Fragment:
────────

Het wil nog niet erg vlotten met het weer en dientengevolge is alles achterlijk. Wie eens in het inwendige van zijn bijenvolk een blik wil slaan, gaat als een dief te werk. Voer nemen ze ook niet vlot op, wat aan den eenen kant maar gelukkig is, daar dit tot uitvliegen dwingt. Alles met alles, een guur voorjaar, weinig geschikt, om spoedig flinke volken te krijgen. Fruitboomen en Paardebloem staan op bloeien en we hopen nu maar, dat het in den bloeitijd gunstig weer mag zijn, warm en windstil, dan kan er nog veel goed worden.

Het zal goed zijn, als men thans zijne volken niet uit het oog verliest en waar mogelijk een handje helpt en vooral letten op de voedselvoorraad.
In dezen tijd van het jaar sneuvelen vaak de meeste volken en ieder gestorven volk in dezen tijd is een aanklacht tegen den baas.
Vermoedelijk zullen de zwermen laat komen en men dient wel rekening te houden met zijne bedrijfswijze op de plaatselijke drachten. Want al is het voorjaar laat, de natuur herstelt zich vaak zeer spoedig en het kan best zijn, dat de hoofddrachten precies op tijd vallen. Is men dan met zijne volken nog niet zoover, dat zij de drachten kunnen benutten, dan beteekent dit een zoo goed als verloren bijenjaar.

────────

Gegevensrijen:
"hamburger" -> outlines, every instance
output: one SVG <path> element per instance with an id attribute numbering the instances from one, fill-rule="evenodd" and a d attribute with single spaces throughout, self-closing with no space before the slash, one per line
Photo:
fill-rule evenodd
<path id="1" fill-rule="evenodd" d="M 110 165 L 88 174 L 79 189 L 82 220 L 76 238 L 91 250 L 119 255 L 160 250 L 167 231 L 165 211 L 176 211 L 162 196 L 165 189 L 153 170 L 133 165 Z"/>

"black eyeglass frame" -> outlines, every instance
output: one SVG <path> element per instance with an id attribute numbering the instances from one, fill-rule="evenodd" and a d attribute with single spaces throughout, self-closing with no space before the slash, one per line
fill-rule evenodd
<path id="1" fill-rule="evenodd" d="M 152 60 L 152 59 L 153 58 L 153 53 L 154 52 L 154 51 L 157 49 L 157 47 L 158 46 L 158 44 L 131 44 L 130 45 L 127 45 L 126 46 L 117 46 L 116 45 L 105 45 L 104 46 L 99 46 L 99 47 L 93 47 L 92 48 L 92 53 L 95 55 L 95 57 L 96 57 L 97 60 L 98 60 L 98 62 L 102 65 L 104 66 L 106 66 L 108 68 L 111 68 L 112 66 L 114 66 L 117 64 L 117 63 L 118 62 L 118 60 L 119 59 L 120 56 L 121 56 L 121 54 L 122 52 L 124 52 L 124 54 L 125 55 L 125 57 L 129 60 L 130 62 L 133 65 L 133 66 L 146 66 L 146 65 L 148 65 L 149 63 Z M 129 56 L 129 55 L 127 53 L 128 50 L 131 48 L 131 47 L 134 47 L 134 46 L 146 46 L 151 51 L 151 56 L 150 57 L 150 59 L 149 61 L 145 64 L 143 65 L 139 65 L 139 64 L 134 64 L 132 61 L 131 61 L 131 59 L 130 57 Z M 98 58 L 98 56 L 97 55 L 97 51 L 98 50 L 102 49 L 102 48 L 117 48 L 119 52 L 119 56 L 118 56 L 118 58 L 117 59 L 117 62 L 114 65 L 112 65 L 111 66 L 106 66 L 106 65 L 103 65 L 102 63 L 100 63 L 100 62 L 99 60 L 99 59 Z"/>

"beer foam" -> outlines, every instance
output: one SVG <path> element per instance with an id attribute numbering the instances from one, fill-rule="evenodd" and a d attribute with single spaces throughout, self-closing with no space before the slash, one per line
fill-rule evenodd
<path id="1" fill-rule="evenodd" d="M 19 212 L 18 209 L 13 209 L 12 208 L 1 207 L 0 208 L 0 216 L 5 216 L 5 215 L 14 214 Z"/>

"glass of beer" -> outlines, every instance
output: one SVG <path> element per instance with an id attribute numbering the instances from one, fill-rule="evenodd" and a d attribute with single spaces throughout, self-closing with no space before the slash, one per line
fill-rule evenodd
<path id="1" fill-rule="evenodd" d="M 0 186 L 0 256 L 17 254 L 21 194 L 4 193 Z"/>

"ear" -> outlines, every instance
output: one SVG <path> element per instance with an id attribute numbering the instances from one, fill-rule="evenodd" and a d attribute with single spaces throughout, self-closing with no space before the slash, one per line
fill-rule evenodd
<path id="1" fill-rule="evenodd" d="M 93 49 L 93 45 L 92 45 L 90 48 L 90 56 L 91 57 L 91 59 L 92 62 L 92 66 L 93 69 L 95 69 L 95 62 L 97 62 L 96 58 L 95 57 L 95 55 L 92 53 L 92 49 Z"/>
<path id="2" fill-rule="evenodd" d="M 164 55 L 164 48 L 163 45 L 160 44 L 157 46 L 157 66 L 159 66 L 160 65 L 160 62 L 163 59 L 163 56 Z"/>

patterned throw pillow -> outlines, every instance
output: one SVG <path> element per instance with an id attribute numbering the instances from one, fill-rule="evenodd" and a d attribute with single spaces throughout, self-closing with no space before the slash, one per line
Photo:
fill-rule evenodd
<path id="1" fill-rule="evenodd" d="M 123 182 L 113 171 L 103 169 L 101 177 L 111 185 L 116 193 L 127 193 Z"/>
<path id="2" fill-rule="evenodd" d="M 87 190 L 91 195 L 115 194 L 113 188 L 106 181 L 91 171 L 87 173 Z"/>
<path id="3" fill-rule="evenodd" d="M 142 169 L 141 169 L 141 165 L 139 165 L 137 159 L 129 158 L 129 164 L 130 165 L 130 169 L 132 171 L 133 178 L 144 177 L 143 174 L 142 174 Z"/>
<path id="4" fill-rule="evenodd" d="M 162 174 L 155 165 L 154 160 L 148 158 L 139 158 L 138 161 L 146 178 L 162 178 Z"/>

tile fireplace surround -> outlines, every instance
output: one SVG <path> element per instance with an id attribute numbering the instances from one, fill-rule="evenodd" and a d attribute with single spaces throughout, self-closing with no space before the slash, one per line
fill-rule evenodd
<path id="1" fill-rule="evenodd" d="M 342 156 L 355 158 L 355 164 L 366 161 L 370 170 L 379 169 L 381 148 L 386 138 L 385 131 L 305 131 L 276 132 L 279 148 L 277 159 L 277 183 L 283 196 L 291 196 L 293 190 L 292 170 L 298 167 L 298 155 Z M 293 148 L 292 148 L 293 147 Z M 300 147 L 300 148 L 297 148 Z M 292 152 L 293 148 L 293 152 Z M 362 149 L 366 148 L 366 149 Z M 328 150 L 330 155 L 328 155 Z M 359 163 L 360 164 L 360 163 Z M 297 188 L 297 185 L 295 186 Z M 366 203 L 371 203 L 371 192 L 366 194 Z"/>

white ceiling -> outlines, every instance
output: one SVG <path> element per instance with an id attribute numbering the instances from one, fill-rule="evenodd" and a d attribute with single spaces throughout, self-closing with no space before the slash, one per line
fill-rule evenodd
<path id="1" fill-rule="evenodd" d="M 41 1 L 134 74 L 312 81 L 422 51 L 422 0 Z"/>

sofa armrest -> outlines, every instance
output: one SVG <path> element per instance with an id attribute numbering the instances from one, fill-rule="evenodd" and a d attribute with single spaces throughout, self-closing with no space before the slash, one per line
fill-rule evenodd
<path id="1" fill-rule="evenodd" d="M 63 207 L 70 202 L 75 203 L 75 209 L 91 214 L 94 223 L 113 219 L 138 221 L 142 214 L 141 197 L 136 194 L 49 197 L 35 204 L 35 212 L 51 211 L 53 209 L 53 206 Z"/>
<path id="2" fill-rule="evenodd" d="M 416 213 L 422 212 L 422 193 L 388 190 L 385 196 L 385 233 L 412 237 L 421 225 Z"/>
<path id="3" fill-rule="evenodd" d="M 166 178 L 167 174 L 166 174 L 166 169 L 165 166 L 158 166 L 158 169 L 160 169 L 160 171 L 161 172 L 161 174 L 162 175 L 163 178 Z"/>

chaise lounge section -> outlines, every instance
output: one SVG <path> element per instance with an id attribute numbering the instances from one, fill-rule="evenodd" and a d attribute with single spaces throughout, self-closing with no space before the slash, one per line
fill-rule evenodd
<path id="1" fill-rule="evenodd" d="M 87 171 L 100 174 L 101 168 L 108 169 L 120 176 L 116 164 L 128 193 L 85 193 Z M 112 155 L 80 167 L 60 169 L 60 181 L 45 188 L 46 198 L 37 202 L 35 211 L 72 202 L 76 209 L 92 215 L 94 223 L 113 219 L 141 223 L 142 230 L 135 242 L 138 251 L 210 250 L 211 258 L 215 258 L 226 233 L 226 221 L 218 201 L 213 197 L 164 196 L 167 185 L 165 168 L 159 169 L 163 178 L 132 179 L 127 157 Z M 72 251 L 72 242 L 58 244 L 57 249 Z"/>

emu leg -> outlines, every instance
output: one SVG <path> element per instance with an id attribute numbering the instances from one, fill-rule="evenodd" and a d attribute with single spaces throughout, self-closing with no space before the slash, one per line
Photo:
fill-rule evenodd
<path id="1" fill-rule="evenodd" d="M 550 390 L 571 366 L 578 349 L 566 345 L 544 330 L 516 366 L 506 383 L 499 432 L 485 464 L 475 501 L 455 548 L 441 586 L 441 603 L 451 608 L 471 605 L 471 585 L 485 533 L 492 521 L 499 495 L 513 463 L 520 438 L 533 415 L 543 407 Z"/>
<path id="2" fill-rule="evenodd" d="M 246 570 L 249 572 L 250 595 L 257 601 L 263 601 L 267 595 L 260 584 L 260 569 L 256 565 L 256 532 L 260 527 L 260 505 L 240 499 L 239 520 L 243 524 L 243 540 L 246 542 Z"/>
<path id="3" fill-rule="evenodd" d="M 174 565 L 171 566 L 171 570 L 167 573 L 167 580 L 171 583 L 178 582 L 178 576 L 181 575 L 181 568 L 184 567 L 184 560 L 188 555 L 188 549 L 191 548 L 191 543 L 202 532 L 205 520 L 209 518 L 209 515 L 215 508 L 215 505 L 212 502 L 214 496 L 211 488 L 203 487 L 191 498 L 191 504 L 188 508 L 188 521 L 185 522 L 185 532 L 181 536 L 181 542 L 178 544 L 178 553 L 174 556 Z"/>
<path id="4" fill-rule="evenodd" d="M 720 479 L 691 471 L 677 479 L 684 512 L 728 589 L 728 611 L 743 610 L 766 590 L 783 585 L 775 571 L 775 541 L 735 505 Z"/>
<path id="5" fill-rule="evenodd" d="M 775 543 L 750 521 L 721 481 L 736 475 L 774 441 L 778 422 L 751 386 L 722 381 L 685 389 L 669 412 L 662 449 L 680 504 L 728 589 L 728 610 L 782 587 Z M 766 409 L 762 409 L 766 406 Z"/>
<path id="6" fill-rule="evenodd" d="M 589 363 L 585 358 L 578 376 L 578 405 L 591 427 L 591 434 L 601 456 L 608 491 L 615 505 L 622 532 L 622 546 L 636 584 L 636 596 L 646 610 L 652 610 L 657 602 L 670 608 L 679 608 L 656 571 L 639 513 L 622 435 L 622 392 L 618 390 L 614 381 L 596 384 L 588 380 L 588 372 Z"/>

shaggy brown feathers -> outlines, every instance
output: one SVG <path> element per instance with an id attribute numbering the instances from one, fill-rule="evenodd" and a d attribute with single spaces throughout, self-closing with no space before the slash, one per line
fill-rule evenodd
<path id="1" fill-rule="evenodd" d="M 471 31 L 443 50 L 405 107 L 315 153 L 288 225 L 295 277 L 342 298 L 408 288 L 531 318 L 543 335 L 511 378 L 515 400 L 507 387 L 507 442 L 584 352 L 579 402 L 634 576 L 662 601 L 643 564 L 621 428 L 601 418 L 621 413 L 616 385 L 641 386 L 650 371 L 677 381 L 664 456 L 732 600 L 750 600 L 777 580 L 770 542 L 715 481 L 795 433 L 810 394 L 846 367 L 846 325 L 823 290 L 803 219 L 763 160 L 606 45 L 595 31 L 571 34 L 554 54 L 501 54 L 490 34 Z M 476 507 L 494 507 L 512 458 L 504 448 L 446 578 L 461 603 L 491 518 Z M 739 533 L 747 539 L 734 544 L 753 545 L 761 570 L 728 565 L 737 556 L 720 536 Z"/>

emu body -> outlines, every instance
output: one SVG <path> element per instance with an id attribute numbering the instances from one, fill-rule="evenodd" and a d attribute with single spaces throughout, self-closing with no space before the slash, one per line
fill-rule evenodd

────────

Wat te doen:
A. Beantwoord aan de hand van het fragment over bijenvolken in het voorjaar de volgende vragen:
(i) Welke planten staan op het punt te gaan bloeien?
(ii) Waar moet men bij de volken vooral op letten?
(iii) Wanneer komen de zwermen vermoedelijk?
B. Vervolg het fragment over bijenvolken in het voorjaar na de laatste zin.

Antwoorden:
A.
(i) Fruitboomen en Paardebloem.
(ii) Op de voedselvoorraad.
(iii) Laat.

B.
Opletten dus en de hand aan het stuurrad. Hier zal een kunstzwerm gemaakt moeten worden, daar het zwermen zooveel mogelijk moet worden tegengehouden of geheel verhinderd. Misschien zal men nu nog enkele volkjes moeten vereenigen, om toch wat binnen te brengen en zoo zal men moeten oordeelen en handelen, naar de omstandigheden medebrengen.

Het is vooral voor den beginner een moeilijk voorjaar. Laat die niet te veel op eigen compas willen varen, doch zich vooral verstaan met zijn oudere collega, die hem zeker gaarne op dreef zal helpen. Imkeren in tijden van goed weer en overvloedige dracht is kinderspel; nu kan men den meester kennen!
Sommige imkers laten zich ook al terneer drukken door de malaise en leggen spoedig, al te spoedig het bijltje er bij neer.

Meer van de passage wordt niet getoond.